- INPUT ROWS:
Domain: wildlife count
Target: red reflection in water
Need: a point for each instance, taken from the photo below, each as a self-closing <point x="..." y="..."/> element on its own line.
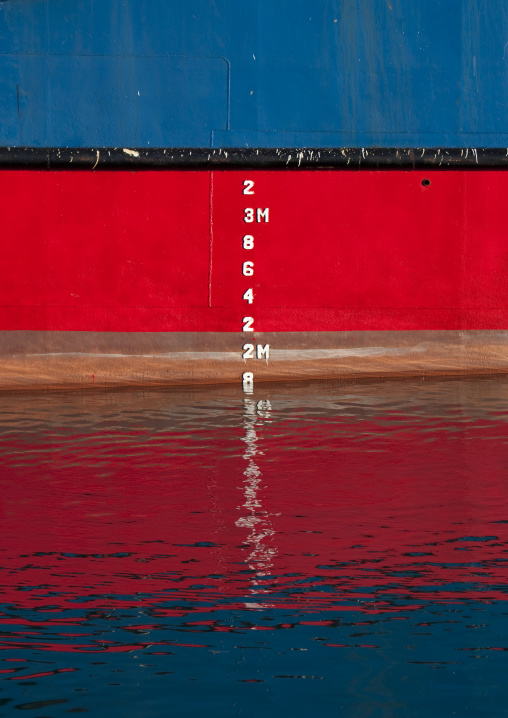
<point x="337" y="510"/>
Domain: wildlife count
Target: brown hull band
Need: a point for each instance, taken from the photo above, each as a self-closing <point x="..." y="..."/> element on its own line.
<point x="43" y="360"/>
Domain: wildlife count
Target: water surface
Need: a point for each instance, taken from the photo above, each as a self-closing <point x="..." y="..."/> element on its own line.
<point x="328" y="548"/>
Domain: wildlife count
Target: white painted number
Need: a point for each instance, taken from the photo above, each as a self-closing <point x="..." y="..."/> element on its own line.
<point x="248" y="351"/>
<point x="247" y="324"/>
<point x="261" y="215"/>
<point x="248" y="296"/>
<point x="262" y="352"/>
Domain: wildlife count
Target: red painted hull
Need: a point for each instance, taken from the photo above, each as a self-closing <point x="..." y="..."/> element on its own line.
<point x="337" y="252"/>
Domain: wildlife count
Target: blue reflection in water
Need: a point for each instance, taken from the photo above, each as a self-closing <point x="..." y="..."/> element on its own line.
<point x="334" y="549"/>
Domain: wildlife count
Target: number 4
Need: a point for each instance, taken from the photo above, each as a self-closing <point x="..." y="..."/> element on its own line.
<point x="249" y="296"/>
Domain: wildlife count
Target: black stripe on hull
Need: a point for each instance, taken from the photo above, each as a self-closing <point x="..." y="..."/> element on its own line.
<point x="352" y="158"/>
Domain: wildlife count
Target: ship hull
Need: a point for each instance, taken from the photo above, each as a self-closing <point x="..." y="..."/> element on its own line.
<point x="174" y="277"/>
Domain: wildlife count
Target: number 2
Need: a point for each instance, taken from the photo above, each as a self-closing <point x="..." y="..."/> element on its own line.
<point x="247" y="324"/>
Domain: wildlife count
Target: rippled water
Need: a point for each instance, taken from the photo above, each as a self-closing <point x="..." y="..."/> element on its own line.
<point x="329" y="549"/>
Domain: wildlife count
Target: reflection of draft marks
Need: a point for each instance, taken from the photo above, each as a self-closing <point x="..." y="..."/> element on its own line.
<point x="257" y="521"/>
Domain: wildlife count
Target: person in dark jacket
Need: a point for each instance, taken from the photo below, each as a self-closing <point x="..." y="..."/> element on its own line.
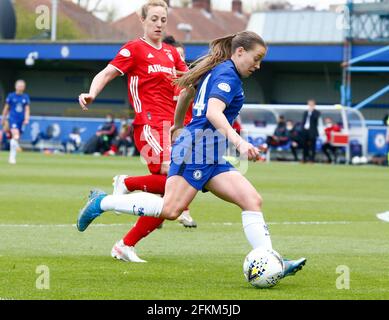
<point x="310" y="131"/>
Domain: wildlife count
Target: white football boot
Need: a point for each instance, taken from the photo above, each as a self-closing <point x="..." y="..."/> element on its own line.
<point x="125" y="253"/>
<point x="119" y="186"/>
<point x="186" y="219"/>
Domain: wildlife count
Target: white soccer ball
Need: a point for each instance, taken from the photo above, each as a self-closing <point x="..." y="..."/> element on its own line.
<point x="263" y="268"/>
<point x="356" y="160"/>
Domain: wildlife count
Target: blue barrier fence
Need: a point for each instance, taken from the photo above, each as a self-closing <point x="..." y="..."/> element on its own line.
<point x="61" y="127"/>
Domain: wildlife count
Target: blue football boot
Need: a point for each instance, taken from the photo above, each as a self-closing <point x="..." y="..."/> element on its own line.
<point x="91" y="210"/>
<point x="291" y="267"/>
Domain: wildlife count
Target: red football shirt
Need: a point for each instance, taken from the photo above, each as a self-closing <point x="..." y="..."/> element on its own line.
<point x="188" y="115"/>
<point x="150" y="72"/>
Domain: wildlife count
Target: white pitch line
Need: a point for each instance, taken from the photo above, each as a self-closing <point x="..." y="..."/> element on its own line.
<point x="97" y="225"/>
<point x="384" y="216"/>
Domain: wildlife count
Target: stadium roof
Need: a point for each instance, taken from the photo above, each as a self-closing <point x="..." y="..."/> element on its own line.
<point x="297" y="26"/>
<point x="86" y="22"/>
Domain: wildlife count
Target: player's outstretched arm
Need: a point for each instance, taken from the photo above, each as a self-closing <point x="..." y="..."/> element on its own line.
<point x="184" y="99"/>
<point x="216" y="116"/>
<point x="98" y="84"/>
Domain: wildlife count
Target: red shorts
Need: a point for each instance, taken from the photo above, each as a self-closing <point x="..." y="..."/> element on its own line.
<point x="153" y="144"/>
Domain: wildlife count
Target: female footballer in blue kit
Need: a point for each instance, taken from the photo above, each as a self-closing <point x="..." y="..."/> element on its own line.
<point x="197" y="162"/>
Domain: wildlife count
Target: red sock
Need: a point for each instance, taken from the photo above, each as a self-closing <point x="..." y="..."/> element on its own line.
<point x="141" y="229"/>
<point x="153" y="183"/>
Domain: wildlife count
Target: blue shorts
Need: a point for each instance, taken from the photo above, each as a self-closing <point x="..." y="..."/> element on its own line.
<point x="198" y="175"/>
<point x="16" y="125"/>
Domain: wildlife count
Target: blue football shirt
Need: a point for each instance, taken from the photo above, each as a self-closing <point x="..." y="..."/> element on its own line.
<point x="206" y="145"/>
<point x="17" y="106"/>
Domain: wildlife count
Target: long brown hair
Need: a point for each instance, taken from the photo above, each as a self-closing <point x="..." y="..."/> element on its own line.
<point x="221" y="49"/>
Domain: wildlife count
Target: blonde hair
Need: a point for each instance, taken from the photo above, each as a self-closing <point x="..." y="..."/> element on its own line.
<point x="152" y="3"/>
<point x="221" y="49"/>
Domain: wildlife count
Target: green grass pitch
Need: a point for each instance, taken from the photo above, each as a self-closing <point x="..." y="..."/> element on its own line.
<point x="325" y="213"/>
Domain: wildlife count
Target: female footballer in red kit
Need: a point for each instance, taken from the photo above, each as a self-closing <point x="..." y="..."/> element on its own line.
<point x="150" y="66"/>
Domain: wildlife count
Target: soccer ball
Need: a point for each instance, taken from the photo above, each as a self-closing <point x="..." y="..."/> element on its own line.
<point x="263" y="268"/>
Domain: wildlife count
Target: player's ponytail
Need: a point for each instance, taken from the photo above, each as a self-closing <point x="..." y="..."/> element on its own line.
<point x="221" y="49"/>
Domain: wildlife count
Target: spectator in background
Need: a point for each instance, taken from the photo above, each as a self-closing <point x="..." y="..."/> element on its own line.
<point x="124" y="138"/>
<point x="327" y="147"/>
<point x="101" y="141"/>
<point x="310" y="131"/>
<point x="280" y="135"/>
<point x="73" y="142"/>
<point x="17" y="111"/>
<point x="294" y="135"/>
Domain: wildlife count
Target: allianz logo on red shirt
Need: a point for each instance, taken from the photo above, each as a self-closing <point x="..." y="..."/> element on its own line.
<point x="158" y="68"/>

- SET PROBLEM: Copy out the entries verbatim and leave the images out.

- ANSWER TO THE EXERCISE:
Domain: wildlife count
Target: red reflection in water
Need: a point for each instance, taken from the photo below, each as a self-closing <point x="..." y="..."/> element on its own line.
<point x="337" y="510"/>
Domain: wildlife count
Target: brown hull band
Need: a point for each instance, taken from the photo above, each as a self-closing <point x="..." y="..."/> element on its own line.
<point x="43" y="360"/>
Domain: wildlife count
Target: water surface
Need: a point for each instance, taken from the photo above, each as a self-closing <point x="..." y="..."/> element on its own line.
<point x="328" y="548"/>
Domain: wildlife count
Target: white painted number
Need: a point for each instance, taken from the photo above, each as a self-closing <point x="..." y="..."/> element on its own line.
<point x="248" y="351"/>
<point x="247" y="324"/>
<point x="261" y="215"/>
<point x="248" y="296"/>
<point x="262" y="352"/>
Domain: wildlife count
Target: red painted hull
Need: a point for each instance, taken from the photo above, each as a self-closing <point x="..." y="..."/> element on its own line.
<point x="337" y="252"/>
Domain: wildlife count
Target: blue reflection in water
Need: a point for each instance, taken from the photo above, each as a self-closing <point x="..." y="..."/> element on its own line.
<point x="334" y="549"/>
Domain: wildlife count
Target: number 4
Need: a point for each instance, taken from the photo above, each as a self-closing <point x="..." y="..."/> element on its own line.
<point x="249" y="296"/>
Domain: wildlife count
Target: black stripe on hull
Need: a point for each instance, taken from the photo above, each as a self-closing <point x="..." y="..."/> element on its own line.
<point x="352" y="158"/>
Domain: wildlife count
Target: ship hull
Need: a point for each instance, taken from the photo above, each as a self-closing <point x="..." y="..."/> element on its own line.
<point x="174" y="277"/>
Domain: wildlife count
Target: number 2
Need: a point for each instance, taken from the photo above, each as a self-closing <point x="..." y="..."/> element on its own line.
<point x="247" y="324"/>
Domain: wildlife count
Target: rippled water
Need: a point for each instance, taken from the photo above, each as a self-closing <point x="..." y="..."/> element on its own line.
<point x="329" y="549"/>
Domain: wildlife count
Target: reflection of draft marks
Need: a point for each instance, taken from the photo above, each as a self-closing <point x="..." y="..."/> element on its own line.
<point x="257" y="521"/>
Domain: wildlife count
Target: person in dark jacket
Need: a point for each instance, taken from the photo below, each as a self-closing <point x="..." y="..."/> element on its own line.
<point x="310" y="131"/>
Domain: wildlife count
Target: white football boot
Need: a point for each instance, taken from the photo above, each as a self-closing <point x="..." y="..."/> element on its own line.
<point x="125" y="253"/>
<point x="119" y="186"/>
<point x="186" y="219"/>
Domain: wildlife count
Target: white soccer ball
Need: a point for each instance, taken from the photo above, each as a self-closing <point x="..." y="..."/> element on its own line.
<point x="263" y="268"/>
<point x="356" y="160"/>
Domain: wildlife count
Target: blue barrier fence
Need: a point for each instance, taken from the photo above, each as a self-closing <point x="..." y="..."/> element on its own line.
<point x="61" y="127"/>
Domain: wildlife count
Target: blue football boot
Need: a point for each instance, taken from the photo above, each as a self-closing <point x="..." y="..."/> element on its own line.
<point x="91" y="210"/>
<point x="291" y="267"/>
Domain: wildlife count
Target: red football shirt
Need: a point for each instance, taken from the photo above, each as a self-closing <point x="..." y="..."/> element on its own line.
<point x="188" y="115"/>
<point x="150" y="72"/>
Domain: wildlife count
Target: white pitch line
Need: a point for each instance, taken from the photo above, each as a self-closing <point x="..." y="..."/> element on its own line.
<point x="97" y="225"/>
<point x="384" y="216"/>
Domain: wildlife count
Target: stadium roof
Need: a point for each instance, taken from the photo above, each as a self-closing <point x="..." y="..."/> element on its own line.
<point x="297" y="26"/>
<point x="86" y="22"/>
Domain: wildlife count
Target: player's outstretched arm
Need: a point for each instance, taken from the photo above, each as a self-closing <point x="..." y="..."/> element on its own line.
<point x="184" y="99"/>
<point x="216" y="116"/>
<point x="98" y="84"/>
Domain: wildlife count
Target: red shorts
Need: a point for each instance, taken from the photo above, each as a self-closing <point x="..." y="..."/> element on its own line.
<point x="153" y="144"/>
Domain: wildlife count
Target: female footballer in blue kit
Need: a point for each instance, taken from the photo above, each as a self-closing <point x="..." y="..."/> element on its own line.
<point x="197" y="162"/>
Domain: wildlife count
Target: red sock
Need: a point for each instance, taken from the photo above, each as a self-closing <point x="..." y="..."/> element on its own line.
<point x="141" y="229"/>
<point x="153" y="183"/>
Domain: wildlife count
Target: blue shorts
Need: a point for each instance, taken from the photo above, each as a self-closing <point x="..." y="..."/> element on its own line.
<point x="198" y="175"/>
<point x="16" y="125"/>
Domain: wildlife count
Target: blue football shirt
Need: a point for each instance, taken from the photo above, each as a self-closing <point x="..." y="..."/> element on its own line.
<point x="206" y="145"/>
<point x="17" y="106"/>
Domain: wildlife count
Target: long brown hair
Need: a point for each instance, taken from the photo above, each as a self-closing <point x="..." y="..."/> element on its own line.
<point x="221" y="49"/>
Domain: wildlife count
Target: blonde hair
Need: a point for each instance, taken from the photo above, each as a self-closing <point x="..." y="..."/> element on its own line.
<point x="152" y="3"/>
<point x="221" y="49"/>
Domain: wildlife count
Target: green grass pitch
Need: a point for each instance, taken from the photo above, each as a self-closing <point x="..." y="..."/> element on its own line.
<point x="325" y="213"/>
Domain: wildlife count
Target: female footballer in red kit
Need: a point for each instance, taken from the photo above, each as a self-closing <point x="..." y="..."/> element on its own line.
<point x="150" y="66"/>
Domain: wildlife count
Target: soccer ball
Need: a point for each instance, taken from the photo above, each as a self-closing <point x="..." y="..."/> element on its own line.
<point x="263" y="268"/>
Domain: wildlife count
Target: player's ponytail
Need: a point for each instance, taken from the photo above, each as a self-closing <point x="..." y="..."/> element on its own line.
<point x="221" y="49"/>
Domain: wildlife count
Target: spectator in background
Need: a point for each instance, taken from the photo above, each as a self-closing <point x="..." y="..."/> element on its own line.
<point x="124" y="138"/>
<point x="327" y="147"/>
<point x="101" y="141"/>
<point x="310" y="131"/>
<point x="280" y="135"/>
<point x="73" y="142"/>
<point x="17" y="111"/>
<point x="294" y="135"/>
Domain: wildlife count
Target: allianz logo on red shirt
Need: a point for each instance, taken from the photo above, each as a self-closing <point x="..." y="..."/> element on its own line.
<point x="158" y="68"/>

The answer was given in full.